* begin Supplied data *
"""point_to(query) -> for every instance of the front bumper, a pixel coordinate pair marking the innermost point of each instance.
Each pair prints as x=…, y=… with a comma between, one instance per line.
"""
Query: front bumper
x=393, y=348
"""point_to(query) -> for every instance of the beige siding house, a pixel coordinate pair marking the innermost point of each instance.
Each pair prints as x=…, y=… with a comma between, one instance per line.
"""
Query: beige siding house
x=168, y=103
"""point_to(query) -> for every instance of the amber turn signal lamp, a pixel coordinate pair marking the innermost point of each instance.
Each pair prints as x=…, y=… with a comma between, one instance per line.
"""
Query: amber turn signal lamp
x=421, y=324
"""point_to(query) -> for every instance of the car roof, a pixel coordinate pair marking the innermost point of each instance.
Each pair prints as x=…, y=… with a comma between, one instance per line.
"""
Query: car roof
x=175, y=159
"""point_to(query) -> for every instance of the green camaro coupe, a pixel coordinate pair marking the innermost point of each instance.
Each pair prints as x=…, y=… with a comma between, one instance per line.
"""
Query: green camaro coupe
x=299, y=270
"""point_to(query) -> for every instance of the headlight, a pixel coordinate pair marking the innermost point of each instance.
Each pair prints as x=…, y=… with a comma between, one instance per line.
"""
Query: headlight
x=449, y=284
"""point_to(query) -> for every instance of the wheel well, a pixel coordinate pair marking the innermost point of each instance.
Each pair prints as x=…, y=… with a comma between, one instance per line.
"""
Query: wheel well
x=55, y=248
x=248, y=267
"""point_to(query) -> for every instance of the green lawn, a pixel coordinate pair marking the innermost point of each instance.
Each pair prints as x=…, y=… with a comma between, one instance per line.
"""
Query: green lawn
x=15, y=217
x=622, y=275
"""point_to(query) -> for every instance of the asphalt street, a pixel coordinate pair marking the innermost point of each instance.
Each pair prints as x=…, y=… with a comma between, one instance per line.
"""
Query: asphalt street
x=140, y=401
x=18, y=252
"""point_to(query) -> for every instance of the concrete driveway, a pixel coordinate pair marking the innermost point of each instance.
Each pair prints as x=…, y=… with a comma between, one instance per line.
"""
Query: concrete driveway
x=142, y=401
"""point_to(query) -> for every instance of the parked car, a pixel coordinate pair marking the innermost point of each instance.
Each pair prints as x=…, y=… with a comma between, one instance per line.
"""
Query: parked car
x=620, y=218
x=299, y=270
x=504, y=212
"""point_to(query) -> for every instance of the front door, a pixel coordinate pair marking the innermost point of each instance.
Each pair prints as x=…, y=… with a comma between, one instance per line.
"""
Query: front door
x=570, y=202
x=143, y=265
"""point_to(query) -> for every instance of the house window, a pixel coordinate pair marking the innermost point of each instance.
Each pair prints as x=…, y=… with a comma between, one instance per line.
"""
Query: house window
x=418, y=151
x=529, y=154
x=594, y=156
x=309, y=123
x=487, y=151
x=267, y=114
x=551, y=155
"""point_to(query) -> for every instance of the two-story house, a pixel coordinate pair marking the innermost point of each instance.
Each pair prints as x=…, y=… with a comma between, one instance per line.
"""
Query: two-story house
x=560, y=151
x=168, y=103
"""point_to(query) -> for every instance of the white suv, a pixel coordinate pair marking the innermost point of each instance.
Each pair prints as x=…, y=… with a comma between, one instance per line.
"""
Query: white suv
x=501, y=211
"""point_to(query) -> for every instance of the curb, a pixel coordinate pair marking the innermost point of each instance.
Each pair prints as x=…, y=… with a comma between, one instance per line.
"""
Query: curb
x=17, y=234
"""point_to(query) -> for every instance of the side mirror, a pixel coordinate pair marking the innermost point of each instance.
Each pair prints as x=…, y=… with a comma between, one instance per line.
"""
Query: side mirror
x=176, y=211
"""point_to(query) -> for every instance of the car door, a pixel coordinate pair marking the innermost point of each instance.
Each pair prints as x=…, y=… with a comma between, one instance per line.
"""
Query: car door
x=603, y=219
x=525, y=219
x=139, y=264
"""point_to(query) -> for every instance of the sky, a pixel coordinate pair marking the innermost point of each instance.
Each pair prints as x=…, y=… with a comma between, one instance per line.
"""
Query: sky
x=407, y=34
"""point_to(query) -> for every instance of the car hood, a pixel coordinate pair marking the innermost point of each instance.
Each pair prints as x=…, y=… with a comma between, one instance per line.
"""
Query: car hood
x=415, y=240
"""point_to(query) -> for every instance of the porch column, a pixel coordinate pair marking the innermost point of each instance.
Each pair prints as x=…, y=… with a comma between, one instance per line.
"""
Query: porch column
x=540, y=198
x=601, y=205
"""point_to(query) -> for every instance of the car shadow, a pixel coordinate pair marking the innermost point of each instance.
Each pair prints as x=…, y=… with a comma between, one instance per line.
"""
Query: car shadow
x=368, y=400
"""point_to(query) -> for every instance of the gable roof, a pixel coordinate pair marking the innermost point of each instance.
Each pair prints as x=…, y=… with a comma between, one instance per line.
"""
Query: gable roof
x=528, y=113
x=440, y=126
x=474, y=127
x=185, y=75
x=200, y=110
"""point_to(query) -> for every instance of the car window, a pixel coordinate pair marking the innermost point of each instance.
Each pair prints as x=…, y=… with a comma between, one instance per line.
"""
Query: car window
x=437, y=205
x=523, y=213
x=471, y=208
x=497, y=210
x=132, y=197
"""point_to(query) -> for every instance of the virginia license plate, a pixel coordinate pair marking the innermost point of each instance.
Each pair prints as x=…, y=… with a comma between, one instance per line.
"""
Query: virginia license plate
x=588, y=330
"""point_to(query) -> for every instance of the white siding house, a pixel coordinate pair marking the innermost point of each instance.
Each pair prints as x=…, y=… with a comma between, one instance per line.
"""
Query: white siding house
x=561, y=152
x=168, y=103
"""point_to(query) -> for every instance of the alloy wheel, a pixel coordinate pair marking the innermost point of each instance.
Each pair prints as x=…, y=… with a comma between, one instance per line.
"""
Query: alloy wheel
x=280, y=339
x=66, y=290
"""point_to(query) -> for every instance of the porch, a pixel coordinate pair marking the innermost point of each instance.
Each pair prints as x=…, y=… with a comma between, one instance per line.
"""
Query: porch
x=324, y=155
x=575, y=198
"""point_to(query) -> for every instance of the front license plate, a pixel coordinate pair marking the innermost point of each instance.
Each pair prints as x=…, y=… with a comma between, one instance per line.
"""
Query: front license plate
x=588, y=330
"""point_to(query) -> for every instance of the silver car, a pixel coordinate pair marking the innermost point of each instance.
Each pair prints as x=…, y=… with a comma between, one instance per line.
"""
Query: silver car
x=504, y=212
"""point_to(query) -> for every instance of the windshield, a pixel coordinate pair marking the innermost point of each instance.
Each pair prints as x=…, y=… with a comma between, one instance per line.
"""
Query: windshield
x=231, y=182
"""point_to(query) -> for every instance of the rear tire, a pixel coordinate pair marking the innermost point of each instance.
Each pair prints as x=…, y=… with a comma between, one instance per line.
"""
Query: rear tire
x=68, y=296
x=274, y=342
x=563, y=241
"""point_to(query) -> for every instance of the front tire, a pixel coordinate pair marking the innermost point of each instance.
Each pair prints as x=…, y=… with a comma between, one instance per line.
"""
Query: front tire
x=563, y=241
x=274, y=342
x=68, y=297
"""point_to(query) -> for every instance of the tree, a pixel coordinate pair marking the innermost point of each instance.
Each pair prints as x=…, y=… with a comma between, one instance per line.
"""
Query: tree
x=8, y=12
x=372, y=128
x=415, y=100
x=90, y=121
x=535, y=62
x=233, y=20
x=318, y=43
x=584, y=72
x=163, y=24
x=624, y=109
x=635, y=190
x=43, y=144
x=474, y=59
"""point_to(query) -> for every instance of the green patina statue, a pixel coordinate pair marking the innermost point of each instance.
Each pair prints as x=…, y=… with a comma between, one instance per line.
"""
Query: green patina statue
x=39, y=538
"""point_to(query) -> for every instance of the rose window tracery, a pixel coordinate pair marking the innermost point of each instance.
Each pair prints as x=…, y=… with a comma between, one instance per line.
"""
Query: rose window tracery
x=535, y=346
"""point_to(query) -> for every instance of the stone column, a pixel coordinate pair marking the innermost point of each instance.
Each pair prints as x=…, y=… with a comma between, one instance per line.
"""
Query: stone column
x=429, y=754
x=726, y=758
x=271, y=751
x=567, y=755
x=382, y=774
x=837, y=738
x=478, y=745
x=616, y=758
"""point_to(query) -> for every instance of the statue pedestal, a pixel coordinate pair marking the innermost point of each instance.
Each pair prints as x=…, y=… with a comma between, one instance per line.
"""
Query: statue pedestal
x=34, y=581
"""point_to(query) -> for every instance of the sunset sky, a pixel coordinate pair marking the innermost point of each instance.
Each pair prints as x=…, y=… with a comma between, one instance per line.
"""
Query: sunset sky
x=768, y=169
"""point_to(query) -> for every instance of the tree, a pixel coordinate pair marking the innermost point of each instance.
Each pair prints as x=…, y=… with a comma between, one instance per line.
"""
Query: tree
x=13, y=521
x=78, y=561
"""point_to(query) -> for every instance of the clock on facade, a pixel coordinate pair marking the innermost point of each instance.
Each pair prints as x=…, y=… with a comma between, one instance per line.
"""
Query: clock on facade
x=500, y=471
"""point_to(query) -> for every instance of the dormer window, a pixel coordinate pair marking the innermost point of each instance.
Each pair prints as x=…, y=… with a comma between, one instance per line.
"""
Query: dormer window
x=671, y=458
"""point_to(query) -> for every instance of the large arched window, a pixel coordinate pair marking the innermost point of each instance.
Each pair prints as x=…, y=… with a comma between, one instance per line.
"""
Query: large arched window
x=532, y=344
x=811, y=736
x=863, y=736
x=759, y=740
* end Supplied data *
* Directions: Can you rewrite the listing from the line with "of the amber" through the line with "x=449, y=284", renaming "innermost" to "central" and leaving everything else unchanged?

* Result of the exercise:
"""point_to(query) -> for every instance of the amber turn signal lamp, a pixel coordinate pair marking the central point of each instance.
Each pair prints as x=…, y=… with a comma between, one instance per line.
"""
Query: amber turn signal lamp
x=421, y=324
"""point_to(query) -> for every instance of the car roof, a pixel coordinate pair marking the central point of each instance.
Each pair prints as x=…, y=… with a comma between, one instance per line.
"""
Query: car roof
x=175, y=159
"""point_to(query) -> for every instance of the green camaro coupe, a pixel coordinate pair marking the central point of each instance.
Each pair prints as x=…, y=… with a comma between, one instance per line.
"""
Query: green camaro coupe
x=299, y=270
"""point_to(query) -> for every instance of the headlight, a pixel coordinate pair marking the central point of each instance.
Each pair prints as x=…, y=… with a comma between, one instance per line.
"""
Query: headlight
x=449, y=284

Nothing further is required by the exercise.